Set out all of the material below as a numbered list, leaving out any blank lines.

--- Exercise input ---
┏━━

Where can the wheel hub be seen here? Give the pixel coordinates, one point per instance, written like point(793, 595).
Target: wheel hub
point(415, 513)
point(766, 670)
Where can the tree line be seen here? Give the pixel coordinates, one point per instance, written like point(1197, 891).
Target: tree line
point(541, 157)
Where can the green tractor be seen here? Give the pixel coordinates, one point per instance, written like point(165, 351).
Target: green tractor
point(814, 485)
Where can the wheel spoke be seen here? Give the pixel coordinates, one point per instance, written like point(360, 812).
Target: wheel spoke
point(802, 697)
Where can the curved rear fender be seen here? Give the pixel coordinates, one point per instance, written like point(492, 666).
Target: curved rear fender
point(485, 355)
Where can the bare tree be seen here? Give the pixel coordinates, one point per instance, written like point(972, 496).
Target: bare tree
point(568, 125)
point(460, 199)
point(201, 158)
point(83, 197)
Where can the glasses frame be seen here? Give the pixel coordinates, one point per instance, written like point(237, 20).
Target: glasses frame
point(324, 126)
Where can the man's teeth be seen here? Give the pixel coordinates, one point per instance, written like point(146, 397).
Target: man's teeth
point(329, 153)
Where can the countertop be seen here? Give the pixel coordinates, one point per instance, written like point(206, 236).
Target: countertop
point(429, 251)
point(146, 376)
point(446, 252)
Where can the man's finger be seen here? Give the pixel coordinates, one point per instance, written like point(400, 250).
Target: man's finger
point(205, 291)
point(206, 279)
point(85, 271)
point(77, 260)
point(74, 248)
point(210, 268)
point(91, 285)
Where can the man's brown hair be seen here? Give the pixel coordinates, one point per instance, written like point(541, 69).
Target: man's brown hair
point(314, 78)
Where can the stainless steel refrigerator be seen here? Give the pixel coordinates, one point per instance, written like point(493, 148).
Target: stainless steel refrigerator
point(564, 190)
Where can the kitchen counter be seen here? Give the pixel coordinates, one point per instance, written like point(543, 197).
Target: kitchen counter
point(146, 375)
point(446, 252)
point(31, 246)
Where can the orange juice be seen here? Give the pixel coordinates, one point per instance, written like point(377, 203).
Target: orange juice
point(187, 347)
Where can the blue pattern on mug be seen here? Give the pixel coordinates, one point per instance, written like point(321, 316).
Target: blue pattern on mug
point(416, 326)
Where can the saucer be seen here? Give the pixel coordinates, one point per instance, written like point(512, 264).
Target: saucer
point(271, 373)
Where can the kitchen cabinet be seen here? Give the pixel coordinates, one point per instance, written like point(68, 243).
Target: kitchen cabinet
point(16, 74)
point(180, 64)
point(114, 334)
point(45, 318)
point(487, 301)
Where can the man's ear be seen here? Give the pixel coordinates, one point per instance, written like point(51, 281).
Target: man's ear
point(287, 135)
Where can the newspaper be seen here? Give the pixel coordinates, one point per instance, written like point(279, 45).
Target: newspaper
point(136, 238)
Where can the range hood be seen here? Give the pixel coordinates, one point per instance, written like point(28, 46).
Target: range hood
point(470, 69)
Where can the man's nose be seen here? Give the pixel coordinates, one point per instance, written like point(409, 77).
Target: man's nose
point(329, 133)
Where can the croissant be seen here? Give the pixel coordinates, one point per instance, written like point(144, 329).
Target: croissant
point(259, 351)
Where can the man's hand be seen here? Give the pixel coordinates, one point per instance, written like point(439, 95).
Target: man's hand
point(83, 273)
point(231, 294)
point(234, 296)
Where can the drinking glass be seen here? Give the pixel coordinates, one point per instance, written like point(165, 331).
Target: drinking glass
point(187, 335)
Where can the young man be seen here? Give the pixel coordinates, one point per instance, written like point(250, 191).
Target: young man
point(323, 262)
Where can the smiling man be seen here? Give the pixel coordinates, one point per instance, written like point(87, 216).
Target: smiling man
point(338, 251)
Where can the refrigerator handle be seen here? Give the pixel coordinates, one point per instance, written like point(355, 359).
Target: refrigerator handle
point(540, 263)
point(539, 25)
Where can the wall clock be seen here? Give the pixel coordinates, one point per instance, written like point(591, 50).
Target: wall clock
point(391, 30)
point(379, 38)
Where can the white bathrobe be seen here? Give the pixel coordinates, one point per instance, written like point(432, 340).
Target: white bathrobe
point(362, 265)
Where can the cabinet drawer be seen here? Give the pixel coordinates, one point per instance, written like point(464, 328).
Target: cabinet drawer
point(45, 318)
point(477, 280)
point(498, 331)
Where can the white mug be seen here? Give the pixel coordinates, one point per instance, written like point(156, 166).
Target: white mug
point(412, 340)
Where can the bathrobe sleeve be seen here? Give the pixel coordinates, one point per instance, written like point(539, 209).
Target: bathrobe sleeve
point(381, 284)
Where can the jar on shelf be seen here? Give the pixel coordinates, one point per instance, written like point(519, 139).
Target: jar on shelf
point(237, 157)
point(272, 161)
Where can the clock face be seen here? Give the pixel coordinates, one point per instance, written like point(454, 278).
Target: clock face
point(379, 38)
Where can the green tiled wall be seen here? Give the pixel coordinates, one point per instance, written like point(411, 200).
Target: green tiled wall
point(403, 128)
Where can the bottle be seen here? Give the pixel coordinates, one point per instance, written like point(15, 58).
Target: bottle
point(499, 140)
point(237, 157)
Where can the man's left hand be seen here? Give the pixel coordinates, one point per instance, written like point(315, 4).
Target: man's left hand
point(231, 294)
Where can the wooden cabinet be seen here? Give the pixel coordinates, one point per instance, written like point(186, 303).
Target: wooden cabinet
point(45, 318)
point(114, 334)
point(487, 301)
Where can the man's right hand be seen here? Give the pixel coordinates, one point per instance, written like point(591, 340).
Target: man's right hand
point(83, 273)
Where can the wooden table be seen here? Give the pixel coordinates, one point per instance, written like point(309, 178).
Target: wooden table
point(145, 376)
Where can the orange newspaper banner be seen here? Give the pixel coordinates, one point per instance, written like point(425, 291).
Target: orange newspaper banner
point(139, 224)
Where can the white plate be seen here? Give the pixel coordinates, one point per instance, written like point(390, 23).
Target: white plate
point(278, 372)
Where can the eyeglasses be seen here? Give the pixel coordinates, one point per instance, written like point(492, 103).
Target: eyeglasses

┗━━

--- Answer to this problem ---
1. Where can the wheel hub be seen here? Give the pixel coordinates, one point per instance, written like point(793, 595).
2. Target: wheel hub
3. point(415, 513)
4. point(766, 670)
5. Where can the tree line be seen here? Give the pixel coordinates, one point per instance, written like point(1197, 891).
6. Target: tree line
7. point(541, 157)
8. Where can the green tractor be seen here? Give the pixel coordinates, one point per instance, written like point(165, 351).
9. Target: green tractor
10. point(814, 485)
11. Where can the wheel spoke be seen here? Give the pixel coordinates, one point per instance, written like point(360, 812).
12. Target: wheel spoke
13. point(802, 697)
14. Where can the curved rear fender be seen here? Give the pixel coordinates, one point per instance, written like point(492, 666).
15. Target: curved rear fender
16. point(485, 355)
17. Where can the bare tree be seen here? Give the pixel coordinates, one point per instance, written like point(972, 496).
18. Target: bare tree
19. point(568, 125)
20. point(460, 199)
21. point(201, 158)
22. point(83, 197)
23. Where can the glasses frame be seen here? Give the pixel coordinates, one point per instance, written like point(237, 20).
24. Target: glasses frame
25. point(324, 126)
26. Where can the man's teeth be seen here? Give the pixel coordinates, one point per instance, written like point(146, 397).
27. Target: man's teeth
28. point(329, 153)
29. Where can the countertop be seen here? Give the pixel coordinates, one point per instance, written like point(206, 236).
30. Target: countertop
31. point(429, 251)
32. point(146, 376)
33. point(446, 252)
34. Where can the man's finger be seen here? Give the pixel coordinates, one point per instance, written like point(400, 250).
35. Target: man's finger
36. point(205, 291)
37. point(206, 279)
38. point(85, 271)
39. point(77, 260)
40. point(74, 248)
41. point(210, 268)
42. point(91, 285)
43. Where can the man's brown hair be seen here? Give the pixel coordinates, one point per instance, written like point(541, 69).
44. Target: man's brown hair
45. point(314, 78)
46. Where can the stainless steel refrigerator be seen here? Give the pixel coordinates, one point per instance, written like point(493, 148).
47. Target: stainless steel refrigerator
48. point(564, 190)
49. Where can the kitchen counter be seen here? Give the pixel coordinates, one point per instance, written like point(543, 197).
50. Target: kitchen counter
51. point(146, 375)
52. point(446, 252)
53. point(31, 246)
54. Where can the orange juice be seen here? Give the pixel coordinates, one point per instance, written like point(377, 203).
55. Target: orange juice
56. point(187, 347)
57. Where can the blue pattern on mug be seen here? Give the pixel coordinates, one point per instance, written like point(321, 316).
58. Target: blue pattern on mug
59. point(416, 326)
60. Where can the saucer be seen here? Give the pixel coordinates, one point per instance, written like point(512, 264).
61. Target: saucer
62. point(271, 373)
63. Where can the kitchen cabinet be seen here? Give the pixel coordinates, one point per instance, written like point(68, 243).
64. Target: kitchen cabinet
65. point(16, 74)
66. point(180, 64)
67. point(114, 334)
68. point(45, 318)
69. point(487, 301)
70. Where can the man's ear be seen here? Give the pixel coordinates, one point per instance, written like point(51, 281).
71. Target: man's ear
72. point(287, 135)
73. Where can the newspaper be seen here? Give the pixel coordinates, one point per instance, written like point(279, 45).
74. Target: newspaper
75. point(136, 238)
76. Where can the range hood be seen here? Give the pixel coordinates, one point per instance, written like point(28, 46).
77. Target: range hood
78. point(470, 69)
79. Where can the man's nose be seen here? Give the pixel coordinates, one point per instance, written like point(409, 77).
80. Target: man's nose
81. point(329, 133)
82. Where can the croissant be seen here? Give the pixel coordinates, one point per instance, written like point(144, 329).
83. Target: croissant
84. point(259, 351)
85. Where can the man's hand be seen here? Give the pixel coordinates, one point per instance, written like point(439, 95).
86. Target: man's hand
87. point(83, 273)
88. point(231, 294)
89. point(234, 296)
90. Where can the drinking glass be seen here? Give the pixel coordinates, one point per instance, written like point(165, 331).
91. Target: drinking glass
92. point(187, 335)
93. Where can the young man be seen here? Give the pixel coordinates, one point per instance, written like point(250, 191).
94. Target: young man
95. point(323, 262)
96. Where can the smiling man be seen here? Give the pixel coordinates, one point per instance, written like point(87, 216).
97. Target: smiling man
98. point(338, 251)
99. Where can the refrigerator handle be seen here? Give the pixel coordinates, one point per instance, written like point(355, 359).
100. Target: refrigerator handle
101. point(540, 263)
102. point(539, 25)
103. Where can the wall clock be seen here? Give the pixel coordinates, one point per instance, written like point(591, 50).
104. Target: wall clock
105. point(391, 30)
106. point(379, 38)
107. Where can the white bathrobe be seen here? Give the pixel coordinates, one point per instance, written like point(432, 340).
108. Target: white bathrobe
109. point(362, 265)
110. Where can the cabinet drawer be seen here? Give the pixel coordinates, one point per instance, written like point(464, 328).
111. Target: cabinet drawer
112. point(45, 318)
113. point(477, 280)
114. point(498, 331)
115. Where can the white mug be seen here? Give the pixel coordinates, one point per instance, written like point(156, 166).
116. Target: white mug
117. point(412, 340)
118. Where can the bathrobe sleeve be seen here? Give the pixel coordinates, one point per instance, written like point(539, 209).
119. Target: bathrobe sleeve
120. point(381, 284)
121. Where can the jar on shelf be seen here? Give the pixel coordinates, one point per instance, written like point(519, 139).
122. Target: jar on shelf
123. point(237, 157)
124. point(272, 161)
125. Where can the clock face be seen here? Give the pixel coordinates, one point per instance, written like point(454, 278).
126. Target: clock face
127. point(379, 38)
128. Where can the green tiled wall be seen here? Give the pixel coordinates, one point per instance, written like point(411, 200).
129. Target: green tiled wall
130. point(403, 128)
131. Where can the bottle be seen here? Give the pixel coordinates, one point per instance, written like point(15, 58).
132. Target: bottle
133. point(499, 140)
134. point(237, 157)
135. Where can the man's left hand be seen here? Give the pixel coordinates, one point per instance, written like point(315, 4).
136. Target: man's left hand
137. point(231, 294)
138. Where can the wooden cabinet be seen here? Give the pixel coordinates, one point per instance, written like point(186, 303).
139. Target: wooden cabinet
140. point(45, 318)
141. point(114, 334)
142. point(487, 301)
143. Where can the man's right hand be seen here? Give the pixel coordinates, one point per instance, written like point(591, 340).
144. Target: man's right hand
145. point(83, 273)
146. Where can the wooden table be seen here? Give the pixel coordinates, one point per instance, written like point(309, 178).
147. Target: wooden table
148. point(145, 376)
149. Where can the orange newspaper banner be seen here? Give the pixel coordinates, one point per instance, written like point(425, 291).
150. Target: orange newspaper banner
151. point(139, 224)
152. Where can the white plate be seen here? Give the pixel coordinates, one point per instance, written like point(390, 23).
153. Target: white plate
154. point(278, 372)
155. Where can the eyeglasses be seen here? Give the pixel coordinates, one point per instance, written like point(492, 103).
156. Target: eyeglasses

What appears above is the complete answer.